**TO DO**:
**1)** List every person named in the passage on U.S.-Soviet relations.
**2)** Continue the passage on U.S.-Soviet relations from where it stops.

**PASSAGE PROVIDED**:
•••

There are already disquieting indications that the review of U.S.-Soviet relations being conducted by the Bush Administration is based on a fundamental failure to understand the policies and goals of Soviet President Mikhail S. Gorbachev. It is apparent that the conventional wisdom in Washington has not grasped the historical transformation represented by Gorbachev’s revolutionary “new thinking”--especially as it relates to foreign policy. The opportunity to end the Cold War and stabilize U.S.-Soviet relations may be lost if Gorbachev fails and is replaced. Therefore, we should decide now to take measures within our power that can support his survival and success.

Leaders in the Bush Administration manifest a strange reluctance to give up the Cold War. They maintain that we should continue existing national securities policies--and treat Gorbachev’s initiatives with prudent skepticism. Caution is the watchword. The official U.S. analysis of recent developments in the Soviet Union asserts that Gorbachev has been temporarily forced to give up expansionist ambitions only because of the Reagan military buildup and the disastrous condition of the Soviet economy. It is observed that, while buying time, Gorbachev has mounted a vast “peace offensive,” to lull the West into lowering its guard. Soviet policies are viewed as tactical maneuvers.

•••

**EXCERPTED RECORDS**:

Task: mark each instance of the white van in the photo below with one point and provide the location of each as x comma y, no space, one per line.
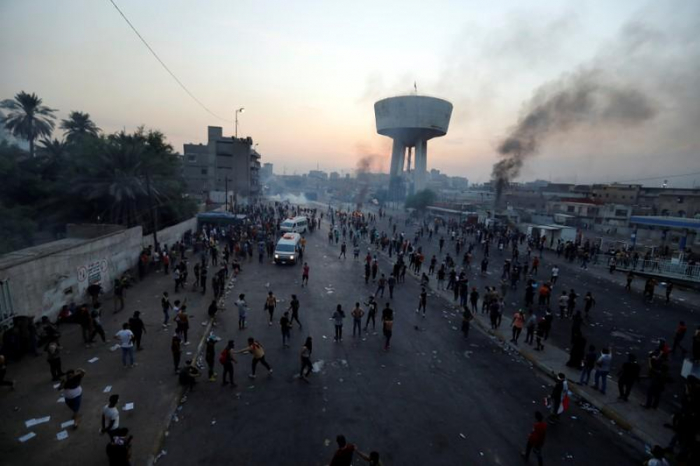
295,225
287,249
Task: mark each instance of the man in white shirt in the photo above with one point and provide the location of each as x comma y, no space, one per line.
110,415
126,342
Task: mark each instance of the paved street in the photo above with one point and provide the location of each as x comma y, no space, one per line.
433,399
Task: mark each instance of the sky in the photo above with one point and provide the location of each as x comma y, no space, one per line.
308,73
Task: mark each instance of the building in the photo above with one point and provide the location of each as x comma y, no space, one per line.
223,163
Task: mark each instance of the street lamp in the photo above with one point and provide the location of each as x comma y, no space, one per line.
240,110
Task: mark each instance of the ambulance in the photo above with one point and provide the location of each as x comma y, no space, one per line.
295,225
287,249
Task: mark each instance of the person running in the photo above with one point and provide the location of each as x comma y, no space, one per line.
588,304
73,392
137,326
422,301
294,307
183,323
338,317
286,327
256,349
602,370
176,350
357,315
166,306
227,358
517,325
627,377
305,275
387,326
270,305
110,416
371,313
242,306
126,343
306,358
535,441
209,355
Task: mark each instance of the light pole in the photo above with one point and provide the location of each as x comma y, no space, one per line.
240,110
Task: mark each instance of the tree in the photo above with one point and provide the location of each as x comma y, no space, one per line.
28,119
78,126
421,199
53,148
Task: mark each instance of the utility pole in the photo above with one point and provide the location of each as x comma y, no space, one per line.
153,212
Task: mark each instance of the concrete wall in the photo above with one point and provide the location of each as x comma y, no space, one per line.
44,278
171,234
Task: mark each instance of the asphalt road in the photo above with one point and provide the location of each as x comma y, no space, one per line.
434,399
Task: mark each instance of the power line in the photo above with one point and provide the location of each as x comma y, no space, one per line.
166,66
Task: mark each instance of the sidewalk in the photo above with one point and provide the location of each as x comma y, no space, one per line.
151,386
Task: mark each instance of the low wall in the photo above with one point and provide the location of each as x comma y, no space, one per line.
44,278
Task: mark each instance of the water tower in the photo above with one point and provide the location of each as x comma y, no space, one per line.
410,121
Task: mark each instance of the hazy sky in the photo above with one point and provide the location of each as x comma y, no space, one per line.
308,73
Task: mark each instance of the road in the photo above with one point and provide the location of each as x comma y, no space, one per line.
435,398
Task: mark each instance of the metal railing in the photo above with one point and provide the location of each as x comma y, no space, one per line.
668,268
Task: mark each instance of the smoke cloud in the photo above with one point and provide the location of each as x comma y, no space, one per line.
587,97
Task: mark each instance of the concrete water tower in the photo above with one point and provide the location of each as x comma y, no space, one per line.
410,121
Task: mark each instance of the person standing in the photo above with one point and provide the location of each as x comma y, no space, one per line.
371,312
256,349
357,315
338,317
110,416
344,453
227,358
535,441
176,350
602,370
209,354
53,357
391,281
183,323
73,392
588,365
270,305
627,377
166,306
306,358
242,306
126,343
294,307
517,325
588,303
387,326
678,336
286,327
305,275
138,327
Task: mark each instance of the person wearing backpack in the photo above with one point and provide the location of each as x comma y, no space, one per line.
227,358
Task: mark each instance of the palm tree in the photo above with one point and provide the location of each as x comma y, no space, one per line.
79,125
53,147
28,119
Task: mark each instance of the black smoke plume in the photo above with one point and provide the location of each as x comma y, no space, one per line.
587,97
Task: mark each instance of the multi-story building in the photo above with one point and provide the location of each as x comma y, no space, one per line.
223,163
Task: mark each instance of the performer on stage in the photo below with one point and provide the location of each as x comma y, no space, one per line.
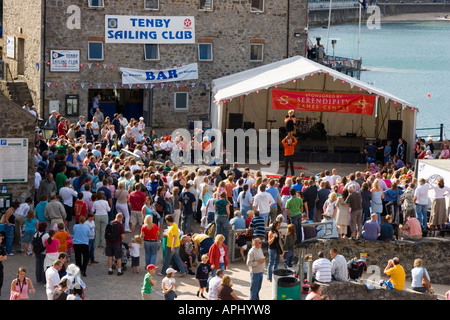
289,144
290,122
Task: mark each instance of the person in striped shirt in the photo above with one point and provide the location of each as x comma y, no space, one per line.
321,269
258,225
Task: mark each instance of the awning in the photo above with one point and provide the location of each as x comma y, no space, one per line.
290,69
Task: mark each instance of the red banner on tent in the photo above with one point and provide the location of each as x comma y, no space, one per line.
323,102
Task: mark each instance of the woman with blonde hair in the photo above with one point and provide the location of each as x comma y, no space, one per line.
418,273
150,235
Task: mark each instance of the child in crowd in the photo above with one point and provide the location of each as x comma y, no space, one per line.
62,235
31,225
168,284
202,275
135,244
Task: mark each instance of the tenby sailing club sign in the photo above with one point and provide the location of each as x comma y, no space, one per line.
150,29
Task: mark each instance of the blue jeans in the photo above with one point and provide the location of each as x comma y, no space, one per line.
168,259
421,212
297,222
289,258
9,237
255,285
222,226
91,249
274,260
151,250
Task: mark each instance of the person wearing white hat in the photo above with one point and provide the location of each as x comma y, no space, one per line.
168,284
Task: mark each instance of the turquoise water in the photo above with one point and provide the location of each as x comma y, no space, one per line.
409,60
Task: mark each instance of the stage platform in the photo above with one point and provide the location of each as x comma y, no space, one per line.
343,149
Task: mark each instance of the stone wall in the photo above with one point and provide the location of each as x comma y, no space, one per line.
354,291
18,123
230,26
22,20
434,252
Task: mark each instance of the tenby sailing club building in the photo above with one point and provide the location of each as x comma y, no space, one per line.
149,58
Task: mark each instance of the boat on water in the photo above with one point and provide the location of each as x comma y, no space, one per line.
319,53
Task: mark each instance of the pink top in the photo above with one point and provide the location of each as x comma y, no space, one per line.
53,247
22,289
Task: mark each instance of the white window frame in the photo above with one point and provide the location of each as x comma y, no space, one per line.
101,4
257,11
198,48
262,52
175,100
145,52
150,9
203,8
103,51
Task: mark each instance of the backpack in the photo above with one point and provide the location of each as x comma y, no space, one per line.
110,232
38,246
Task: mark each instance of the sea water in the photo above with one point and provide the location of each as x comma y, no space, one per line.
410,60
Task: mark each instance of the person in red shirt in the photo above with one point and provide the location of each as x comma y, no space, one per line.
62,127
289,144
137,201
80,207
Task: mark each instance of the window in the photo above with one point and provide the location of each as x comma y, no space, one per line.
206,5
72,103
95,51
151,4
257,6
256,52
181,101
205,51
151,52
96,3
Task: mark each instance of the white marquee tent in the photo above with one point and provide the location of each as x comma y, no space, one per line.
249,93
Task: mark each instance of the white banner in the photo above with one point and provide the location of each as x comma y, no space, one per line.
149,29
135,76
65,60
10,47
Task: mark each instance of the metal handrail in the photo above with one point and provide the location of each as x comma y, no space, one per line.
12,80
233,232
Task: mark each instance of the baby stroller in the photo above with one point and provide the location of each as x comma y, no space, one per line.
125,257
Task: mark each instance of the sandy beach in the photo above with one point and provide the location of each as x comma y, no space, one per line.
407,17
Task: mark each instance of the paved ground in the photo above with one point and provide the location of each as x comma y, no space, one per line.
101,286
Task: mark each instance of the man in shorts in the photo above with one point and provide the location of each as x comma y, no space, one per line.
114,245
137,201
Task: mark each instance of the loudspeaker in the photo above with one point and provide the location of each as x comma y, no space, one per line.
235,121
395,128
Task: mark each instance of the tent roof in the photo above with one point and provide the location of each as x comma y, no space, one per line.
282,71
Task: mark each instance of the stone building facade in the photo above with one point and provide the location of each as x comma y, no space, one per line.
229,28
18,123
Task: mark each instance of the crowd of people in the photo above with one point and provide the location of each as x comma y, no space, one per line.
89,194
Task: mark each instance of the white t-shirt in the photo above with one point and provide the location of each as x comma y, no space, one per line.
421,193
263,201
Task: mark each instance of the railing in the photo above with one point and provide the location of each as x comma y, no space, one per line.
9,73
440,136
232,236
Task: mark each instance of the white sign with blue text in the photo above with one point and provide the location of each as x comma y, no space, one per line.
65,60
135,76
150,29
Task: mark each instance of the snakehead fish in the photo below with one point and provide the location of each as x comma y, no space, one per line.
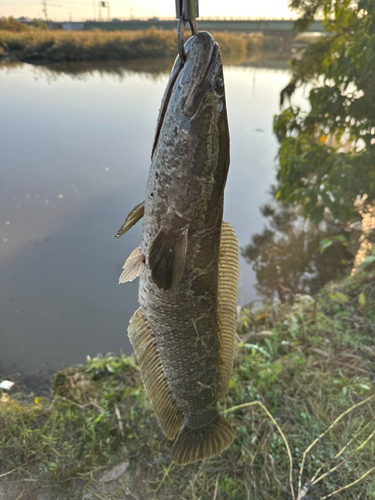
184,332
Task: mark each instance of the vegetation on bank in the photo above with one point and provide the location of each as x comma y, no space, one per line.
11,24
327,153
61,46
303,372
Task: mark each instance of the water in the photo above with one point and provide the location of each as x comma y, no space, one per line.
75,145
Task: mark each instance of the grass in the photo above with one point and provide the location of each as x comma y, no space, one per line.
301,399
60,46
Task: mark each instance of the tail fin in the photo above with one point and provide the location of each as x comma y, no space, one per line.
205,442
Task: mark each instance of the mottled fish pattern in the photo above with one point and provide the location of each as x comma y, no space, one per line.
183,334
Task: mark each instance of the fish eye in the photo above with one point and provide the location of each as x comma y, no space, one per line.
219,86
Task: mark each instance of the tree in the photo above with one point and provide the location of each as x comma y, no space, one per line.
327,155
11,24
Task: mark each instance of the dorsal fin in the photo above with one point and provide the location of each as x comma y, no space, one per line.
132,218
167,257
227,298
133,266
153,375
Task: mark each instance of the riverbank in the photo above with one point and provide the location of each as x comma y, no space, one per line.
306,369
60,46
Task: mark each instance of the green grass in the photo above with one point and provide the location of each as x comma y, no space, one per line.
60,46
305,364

•••

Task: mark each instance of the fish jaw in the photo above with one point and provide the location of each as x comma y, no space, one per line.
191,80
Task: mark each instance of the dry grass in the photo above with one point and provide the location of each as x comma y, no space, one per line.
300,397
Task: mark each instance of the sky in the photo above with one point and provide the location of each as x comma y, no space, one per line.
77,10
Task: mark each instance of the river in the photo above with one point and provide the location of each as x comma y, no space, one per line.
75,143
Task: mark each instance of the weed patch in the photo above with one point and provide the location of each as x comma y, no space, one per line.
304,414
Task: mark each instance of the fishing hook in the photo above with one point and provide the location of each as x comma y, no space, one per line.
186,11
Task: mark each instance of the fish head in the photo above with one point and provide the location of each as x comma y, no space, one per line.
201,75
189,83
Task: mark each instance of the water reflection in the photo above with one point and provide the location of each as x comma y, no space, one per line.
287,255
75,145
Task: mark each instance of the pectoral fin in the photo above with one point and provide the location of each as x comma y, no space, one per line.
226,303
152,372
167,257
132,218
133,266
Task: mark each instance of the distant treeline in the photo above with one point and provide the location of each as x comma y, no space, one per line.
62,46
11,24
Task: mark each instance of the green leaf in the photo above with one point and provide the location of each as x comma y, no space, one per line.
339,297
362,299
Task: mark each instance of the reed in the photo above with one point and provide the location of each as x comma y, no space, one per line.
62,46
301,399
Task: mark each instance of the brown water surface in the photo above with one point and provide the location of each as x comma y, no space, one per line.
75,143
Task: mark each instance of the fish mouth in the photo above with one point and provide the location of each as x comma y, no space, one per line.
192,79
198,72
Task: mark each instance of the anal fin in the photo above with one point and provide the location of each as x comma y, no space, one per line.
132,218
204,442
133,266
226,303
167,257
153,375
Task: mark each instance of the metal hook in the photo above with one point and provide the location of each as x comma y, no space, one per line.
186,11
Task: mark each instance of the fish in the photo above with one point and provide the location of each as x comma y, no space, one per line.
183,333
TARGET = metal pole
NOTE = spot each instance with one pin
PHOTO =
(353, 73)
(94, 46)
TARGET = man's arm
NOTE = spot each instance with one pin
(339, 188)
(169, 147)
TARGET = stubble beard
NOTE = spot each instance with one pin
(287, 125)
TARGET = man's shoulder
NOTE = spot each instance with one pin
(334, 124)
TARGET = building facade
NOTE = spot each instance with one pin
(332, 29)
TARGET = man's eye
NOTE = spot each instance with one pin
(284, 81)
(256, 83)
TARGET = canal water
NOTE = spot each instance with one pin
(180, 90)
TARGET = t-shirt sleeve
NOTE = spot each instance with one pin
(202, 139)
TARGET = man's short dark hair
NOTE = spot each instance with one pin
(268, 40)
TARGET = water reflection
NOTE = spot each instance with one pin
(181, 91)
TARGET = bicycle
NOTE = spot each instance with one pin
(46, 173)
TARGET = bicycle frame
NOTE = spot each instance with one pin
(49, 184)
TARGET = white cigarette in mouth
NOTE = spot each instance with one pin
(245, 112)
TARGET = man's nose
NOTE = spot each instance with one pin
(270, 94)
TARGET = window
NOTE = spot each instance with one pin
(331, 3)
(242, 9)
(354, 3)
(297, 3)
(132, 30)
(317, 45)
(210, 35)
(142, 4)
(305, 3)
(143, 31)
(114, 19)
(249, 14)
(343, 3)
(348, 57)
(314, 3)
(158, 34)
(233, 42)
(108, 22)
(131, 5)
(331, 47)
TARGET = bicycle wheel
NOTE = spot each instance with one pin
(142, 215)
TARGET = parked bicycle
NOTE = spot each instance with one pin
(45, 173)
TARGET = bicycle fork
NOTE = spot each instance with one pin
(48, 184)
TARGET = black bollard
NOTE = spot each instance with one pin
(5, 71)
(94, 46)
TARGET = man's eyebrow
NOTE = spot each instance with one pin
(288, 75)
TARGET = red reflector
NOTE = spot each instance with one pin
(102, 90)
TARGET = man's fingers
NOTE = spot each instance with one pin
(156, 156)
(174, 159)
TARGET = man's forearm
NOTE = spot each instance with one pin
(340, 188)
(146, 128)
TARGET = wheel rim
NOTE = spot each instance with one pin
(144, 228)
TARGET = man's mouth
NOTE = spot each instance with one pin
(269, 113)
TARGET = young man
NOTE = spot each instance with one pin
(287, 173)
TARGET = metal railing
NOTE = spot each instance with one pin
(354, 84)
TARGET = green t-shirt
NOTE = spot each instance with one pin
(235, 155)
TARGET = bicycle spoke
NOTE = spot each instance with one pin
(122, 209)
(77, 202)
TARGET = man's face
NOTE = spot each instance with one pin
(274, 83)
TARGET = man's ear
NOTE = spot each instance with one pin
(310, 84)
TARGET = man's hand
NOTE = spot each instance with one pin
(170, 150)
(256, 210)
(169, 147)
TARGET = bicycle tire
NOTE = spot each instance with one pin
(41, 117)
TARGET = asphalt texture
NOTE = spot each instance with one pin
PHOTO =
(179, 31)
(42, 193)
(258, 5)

•••

**RESPONSE LIST**:
**1)**
Mikhail S. Gorbachev
Bush
Reagan

**2)**
If we “hang tough,” claims everyone from Secretary of State James A. Baker III to Democratic Sen. Bill Bradley of New Jersey, Gorbachev will be forced to make continuing concessions. The Bush team advocates a deliberate approach to future arms-control negotiations, especially those that might result in significant disarmament. The defense budget recently submitted to Congress contains no important changes from the Reagan budget. The major new weapon systems will continue to be produced and deployed. Discussions with North Atlantic Treaty Organization allies are not focused on plans for balanced mutual disarmament but, rather, weapons modernization and defense burden-sharing.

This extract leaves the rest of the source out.